Document section
Linking the above two settings together, we re-define $β_{i j}^{(1)}$ and $β_{i j}^{(2)}$ as

β_{i j}^{(1)} = η β_{i j}^{(c)} + (1 - η) β_{i j}^{(x)}

and

β_{i j}^{(2)} = η β_{i j}^{(c)} + (1 - η) β_{i j}^{(y)},

(3)

where η is an indicator with η = 1 denoting that the two networks are identical and parameters $β_{i j}^{(1)}$ and $β_{i j}^{(2)}$ carry information on network structures as well as strength of links between nodes. With the re-defined $β_{i j}^{(1)}$ and $β_{i j}^{(2)}$ , (1) and (2) can be generalized to the following,

Z_{j} ∣ {(Z_{i})}_{1 \leq i < j} = \sum_{i = 1}^{j - 1} (η β_{i j}^{c} + (1 - η) β_{i j}^{(z)}) Z_{i} + ϵ_{j}^{(z)},

where i : 1 ≤ i ≤ j − 1 is the candidate parent set of nodes, Z_j = X_j, or Y_j, and correspondingly, z is x or y. To infer whether the two networks are identical (η = 1) or not, we apply a Bayesian method discussed in the next sections.

Extracted material
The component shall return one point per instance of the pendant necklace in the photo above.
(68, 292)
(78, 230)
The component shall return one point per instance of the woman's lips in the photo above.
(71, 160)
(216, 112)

Required work
Answer these about the text on comparing two networks:
1. What does η = 1 denote?
2. What can Z_j stand for in the generalized equation?
3. What kind of method is applied to infer whether the two networks are identical?

Exercise solution
1. That the two networks are identical.
2. X_j or Y_j.
3. A Bayesian method.